Display each line of the records below that contains the string "dirt"; case counts.
━━━━━━━━━━━━━━━━
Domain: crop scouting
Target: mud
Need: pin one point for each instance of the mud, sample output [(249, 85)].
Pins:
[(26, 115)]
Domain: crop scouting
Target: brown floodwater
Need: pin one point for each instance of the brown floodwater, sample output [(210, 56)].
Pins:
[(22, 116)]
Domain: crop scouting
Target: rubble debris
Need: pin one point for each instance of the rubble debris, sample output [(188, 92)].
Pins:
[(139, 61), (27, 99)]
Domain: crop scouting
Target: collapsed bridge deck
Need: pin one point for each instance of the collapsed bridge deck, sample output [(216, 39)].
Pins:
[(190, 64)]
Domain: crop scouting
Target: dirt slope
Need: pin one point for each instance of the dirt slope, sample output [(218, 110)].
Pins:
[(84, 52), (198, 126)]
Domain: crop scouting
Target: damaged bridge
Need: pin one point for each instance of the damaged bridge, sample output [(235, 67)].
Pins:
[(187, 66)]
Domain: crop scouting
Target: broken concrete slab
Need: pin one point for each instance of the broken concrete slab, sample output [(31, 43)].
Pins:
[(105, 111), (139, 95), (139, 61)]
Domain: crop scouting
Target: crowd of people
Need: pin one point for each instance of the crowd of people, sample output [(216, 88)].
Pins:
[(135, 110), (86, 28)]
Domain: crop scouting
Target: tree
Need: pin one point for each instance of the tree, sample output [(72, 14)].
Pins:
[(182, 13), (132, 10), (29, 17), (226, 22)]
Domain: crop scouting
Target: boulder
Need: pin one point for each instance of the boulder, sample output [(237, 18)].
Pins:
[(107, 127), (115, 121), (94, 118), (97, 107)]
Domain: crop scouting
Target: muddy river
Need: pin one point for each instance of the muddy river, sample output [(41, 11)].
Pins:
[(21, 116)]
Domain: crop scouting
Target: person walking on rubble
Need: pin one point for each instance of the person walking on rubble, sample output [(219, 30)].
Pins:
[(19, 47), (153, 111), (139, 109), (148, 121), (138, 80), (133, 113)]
━━━━━━━━━━━━━━━━
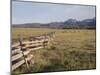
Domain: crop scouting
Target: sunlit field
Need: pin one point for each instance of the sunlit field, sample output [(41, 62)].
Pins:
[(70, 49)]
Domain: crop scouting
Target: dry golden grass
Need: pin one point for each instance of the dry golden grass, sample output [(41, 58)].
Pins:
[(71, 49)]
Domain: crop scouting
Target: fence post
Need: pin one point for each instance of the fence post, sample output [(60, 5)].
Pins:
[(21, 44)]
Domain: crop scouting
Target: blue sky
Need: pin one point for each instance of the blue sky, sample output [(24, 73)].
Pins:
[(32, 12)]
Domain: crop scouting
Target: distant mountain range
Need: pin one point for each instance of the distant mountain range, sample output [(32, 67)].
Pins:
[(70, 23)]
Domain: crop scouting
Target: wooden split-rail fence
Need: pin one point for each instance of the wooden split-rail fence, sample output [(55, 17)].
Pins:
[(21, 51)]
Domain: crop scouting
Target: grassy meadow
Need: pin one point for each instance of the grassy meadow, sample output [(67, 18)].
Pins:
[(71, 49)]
━━━━━━━━━━━━━━━━
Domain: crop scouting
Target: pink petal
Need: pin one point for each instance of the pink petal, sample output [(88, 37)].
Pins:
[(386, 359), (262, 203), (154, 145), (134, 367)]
━━━━━━━━━━━━━━━━
Answer to this task =
Target: dirt slope
Need: pin one point for each instance of the dirt slope, sample output [(218, 110)].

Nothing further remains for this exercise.